◆ **Excerpted data**:
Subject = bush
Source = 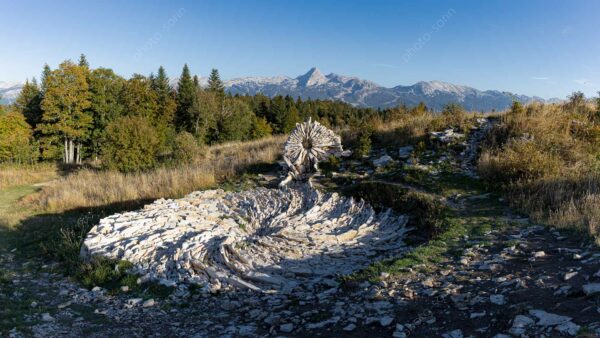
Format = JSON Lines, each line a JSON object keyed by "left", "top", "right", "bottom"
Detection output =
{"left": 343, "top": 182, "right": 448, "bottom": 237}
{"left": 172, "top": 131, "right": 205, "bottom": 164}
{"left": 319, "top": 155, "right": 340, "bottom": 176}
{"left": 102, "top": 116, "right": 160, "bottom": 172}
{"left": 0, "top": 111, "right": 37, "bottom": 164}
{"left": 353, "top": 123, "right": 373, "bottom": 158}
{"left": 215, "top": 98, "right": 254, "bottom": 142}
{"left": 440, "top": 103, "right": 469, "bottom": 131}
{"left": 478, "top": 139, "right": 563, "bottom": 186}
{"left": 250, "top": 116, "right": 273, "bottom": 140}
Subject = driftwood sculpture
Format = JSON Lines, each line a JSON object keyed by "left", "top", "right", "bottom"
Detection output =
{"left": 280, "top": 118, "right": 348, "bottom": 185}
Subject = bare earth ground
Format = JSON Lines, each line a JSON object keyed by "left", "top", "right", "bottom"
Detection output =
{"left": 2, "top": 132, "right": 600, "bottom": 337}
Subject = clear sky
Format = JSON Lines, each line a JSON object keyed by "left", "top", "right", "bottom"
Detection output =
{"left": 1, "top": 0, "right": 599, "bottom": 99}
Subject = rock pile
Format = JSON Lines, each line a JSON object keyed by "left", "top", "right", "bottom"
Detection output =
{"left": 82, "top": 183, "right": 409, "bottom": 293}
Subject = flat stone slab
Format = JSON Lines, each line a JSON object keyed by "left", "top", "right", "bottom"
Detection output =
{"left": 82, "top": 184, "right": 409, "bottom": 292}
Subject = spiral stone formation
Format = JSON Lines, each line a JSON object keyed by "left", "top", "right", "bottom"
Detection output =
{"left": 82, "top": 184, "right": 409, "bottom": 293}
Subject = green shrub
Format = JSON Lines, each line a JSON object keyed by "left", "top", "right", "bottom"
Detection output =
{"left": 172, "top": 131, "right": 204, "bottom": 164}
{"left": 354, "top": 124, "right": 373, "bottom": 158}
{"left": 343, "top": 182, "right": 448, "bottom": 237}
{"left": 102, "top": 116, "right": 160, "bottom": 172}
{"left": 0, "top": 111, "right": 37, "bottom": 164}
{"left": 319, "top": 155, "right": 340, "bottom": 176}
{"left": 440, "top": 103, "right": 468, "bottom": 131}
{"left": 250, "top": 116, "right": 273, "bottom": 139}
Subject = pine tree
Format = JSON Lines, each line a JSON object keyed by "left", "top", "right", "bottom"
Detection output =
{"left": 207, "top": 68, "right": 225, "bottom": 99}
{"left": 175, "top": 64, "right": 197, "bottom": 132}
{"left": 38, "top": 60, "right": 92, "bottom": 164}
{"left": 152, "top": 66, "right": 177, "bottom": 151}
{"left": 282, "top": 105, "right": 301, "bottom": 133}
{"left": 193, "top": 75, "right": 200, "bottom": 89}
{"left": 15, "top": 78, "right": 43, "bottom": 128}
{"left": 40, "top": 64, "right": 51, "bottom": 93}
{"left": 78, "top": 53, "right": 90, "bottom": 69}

--

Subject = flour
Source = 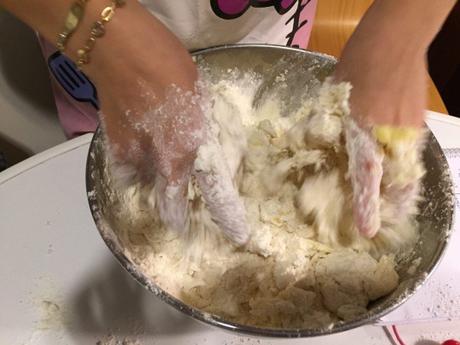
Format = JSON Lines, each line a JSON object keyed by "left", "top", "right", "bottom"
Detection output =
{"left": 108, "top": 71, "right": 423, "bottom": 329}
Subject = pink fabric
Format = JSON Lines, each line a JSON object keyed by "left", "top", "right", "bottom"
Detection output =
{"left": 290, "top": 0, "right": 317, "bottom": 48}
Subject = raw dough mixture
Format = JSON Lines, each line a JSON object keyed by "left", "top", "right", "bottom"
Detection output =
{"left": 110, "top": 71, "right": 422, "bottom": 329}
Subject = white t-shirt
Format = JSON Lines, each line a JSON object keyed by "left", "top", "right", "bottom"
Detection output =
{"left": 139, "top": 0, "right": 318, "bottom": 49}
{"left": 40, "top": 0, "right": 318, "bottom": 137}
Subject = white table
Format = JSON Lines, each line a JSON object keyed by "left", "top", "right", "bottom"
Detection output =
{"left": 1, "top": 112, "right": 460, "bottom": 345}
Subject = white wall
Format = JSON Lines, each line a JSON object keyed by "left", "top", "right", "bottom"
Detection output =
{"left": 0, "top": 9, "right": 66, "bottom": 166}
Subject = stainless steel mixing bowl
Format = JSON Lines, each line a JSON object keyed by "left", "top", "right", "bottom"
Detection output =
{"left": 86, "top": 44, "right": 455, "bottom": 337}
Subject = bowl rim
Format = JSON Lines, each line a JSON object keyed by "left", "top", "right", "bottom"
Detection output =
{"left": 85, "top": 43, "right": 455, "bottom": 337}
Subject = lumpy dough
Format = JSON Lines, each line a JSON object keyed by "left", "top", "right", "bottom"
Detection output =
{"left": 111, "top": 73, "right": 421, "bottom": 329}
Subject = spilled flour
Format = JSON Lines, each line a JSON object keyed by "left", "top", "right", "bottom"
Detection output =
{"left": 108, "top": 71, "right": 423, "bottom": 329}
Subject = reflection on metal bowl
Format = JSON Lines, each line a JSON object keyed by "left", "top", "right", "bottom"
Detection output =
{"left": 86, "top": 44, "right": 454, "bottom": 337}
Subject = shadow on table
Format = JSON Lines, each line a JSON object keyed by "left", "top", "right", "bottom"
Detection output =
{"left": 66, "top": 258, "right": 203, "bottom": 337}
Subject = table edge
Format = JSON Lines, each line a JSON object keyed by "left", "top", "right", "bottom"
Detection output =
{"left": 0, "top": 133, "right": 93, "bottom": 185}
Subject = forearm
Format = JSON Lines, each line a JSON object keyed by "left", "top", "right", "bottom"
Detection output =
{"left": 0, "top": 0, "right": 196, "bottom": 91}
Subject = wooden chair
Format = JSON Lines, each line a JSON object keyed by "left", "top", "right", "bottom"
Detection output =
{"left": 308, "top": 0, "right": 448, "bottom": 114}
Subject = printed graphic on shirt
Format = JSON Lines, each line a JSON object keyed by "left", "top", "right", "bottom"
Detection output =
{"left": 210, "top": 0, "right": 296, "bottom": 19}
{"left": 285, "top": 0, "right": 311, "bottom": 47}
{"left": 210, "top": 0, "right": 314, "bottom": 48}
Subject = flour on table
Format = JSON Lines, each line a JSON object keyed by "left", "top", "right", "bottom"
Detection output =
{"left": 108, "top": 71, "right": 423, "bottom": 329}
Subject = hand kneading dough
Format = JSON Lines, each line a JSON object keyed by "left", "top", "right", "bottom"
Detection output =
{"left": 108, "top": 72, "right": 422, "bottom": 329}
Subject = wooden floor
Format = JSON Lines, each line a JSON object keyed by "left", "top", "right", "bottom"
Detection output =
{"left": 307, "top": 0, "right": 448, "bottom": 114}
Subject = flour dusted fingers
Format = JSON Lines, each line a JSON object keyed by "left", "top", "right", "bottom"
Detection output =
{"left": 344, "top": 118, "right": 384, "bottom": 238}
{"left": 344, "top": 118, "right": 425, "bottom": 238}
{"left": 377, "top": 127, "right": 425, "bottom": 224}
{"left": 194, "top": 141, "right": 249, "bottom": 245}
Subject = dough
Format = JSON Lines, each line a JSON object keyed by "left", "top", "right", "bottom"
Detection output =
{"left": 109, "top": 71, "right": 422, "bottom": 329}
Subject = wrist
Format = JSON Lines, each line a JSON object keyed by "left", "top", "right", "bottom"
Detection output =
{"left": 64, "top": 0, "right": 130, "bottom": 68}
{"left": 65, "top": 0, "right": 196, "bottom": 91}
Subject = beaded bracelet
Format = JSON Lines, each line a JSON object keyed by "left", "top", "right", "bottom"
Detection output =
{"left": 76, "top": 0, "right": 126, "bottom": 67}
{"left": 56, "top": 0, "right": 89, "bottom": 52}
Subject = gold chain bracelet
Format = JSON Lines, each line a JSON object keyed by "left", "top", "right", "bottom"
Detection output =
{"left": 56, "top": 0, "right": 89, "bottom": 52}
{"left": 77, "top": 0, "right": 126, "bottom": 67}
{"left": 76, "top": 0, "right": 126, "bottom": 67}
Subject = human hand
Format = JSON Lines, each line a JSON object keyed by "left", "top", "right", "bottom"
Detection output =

◆ **What is required**: Which lines of the records above contain the word "stone"? Copy each of them.

◆ **Your solution**:
Subject = flat stone slab
Subject = spiral stone formation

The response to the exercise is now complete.